**Stored data**

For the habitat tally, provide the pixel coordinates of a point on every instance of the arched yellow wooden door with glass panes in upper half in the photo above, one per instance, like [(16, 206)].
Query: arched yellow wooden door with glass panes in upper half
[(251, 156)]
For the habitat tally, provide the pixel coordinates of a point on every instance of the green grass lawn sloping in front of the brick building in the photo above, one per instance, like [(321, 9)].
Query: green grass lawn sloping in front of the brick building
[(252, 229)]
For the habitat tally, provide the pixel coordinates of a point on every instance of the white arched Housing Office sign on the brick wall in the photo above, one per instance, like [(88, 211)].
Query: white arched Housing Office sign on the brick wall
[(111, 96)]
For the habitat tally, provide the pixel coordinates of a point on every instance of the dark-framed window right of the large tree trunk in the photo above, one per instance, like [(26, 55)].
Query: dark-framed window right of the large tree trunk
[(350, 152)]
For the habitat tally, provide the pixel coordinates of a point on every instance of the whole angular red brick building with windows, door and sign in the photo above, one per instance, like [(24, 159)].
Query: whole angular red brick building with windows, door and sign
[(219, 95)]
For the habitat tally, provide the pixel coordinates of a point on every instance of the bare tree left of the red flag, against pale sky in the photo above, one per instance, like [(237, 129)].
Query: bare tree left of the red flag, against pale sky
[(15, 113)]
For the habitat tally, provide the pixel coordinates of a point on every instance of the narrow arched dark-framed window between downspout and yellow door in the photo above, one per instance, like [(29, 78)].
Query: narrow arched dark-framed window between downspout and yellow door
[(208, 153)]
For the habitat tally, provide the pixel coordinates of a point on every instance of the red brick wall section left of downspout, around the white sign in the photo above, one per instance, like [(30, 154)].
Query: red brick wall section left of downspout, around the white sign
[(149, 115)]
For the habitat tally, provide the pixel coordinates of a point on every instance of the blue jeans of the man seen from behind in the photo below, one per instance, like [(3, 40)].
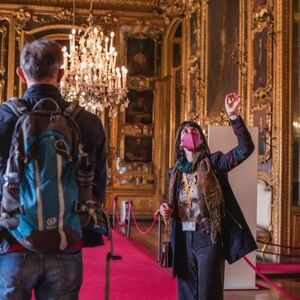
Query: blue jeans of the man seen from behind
[(51, 276)]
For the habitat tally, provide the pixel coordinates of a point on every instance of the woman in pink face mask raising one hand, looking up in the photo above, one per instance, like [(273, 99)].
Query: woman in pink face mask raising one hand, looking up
[(206, 217)]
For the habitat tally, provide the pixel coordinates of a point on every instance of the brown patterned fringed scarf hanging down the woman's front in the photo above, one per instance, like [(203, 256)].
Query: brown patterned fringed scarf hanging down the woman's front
[(209, 186)]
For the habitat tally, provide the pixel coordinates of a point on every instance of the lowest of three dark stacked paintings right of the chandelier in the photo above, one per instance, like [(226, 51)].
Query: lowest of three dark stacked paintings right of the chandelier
[(138, 149)]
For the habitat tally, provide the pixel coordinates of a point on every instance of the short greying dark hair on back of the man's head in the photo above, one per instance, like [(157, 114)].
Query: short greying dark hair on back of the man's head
[(41, 59)]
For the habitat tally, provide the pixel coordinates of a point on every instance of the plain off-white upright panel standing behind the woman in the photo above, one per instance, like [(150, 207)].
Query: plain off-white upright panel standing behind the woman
[(243, 180)]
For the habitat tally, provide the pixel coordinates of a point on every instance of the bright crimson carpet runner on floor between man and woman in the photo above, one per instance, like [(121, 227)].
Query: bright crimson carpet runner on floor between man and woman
[(135, 277)]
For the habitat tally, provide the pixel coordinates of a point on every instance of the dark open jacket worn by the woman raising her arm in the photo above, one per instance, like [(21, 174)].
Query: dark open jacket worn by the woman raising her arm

**Problem requirements**
Write out, without alteration, the line that contains "Query: bright crimson" and all subsequent lines down to the end of the data above.

**Completed exercise**
Query: bright crimson carpet runner on floor between man and woman
[(135, 277)]
For the habitat tally, provide the pixel coordinates of a point on every instance of the dark open jacket worn by the woman raising her arm in the photo above, one per instance, like [(21, 174)].
Query: dark open jacket worn by the woman raising her arm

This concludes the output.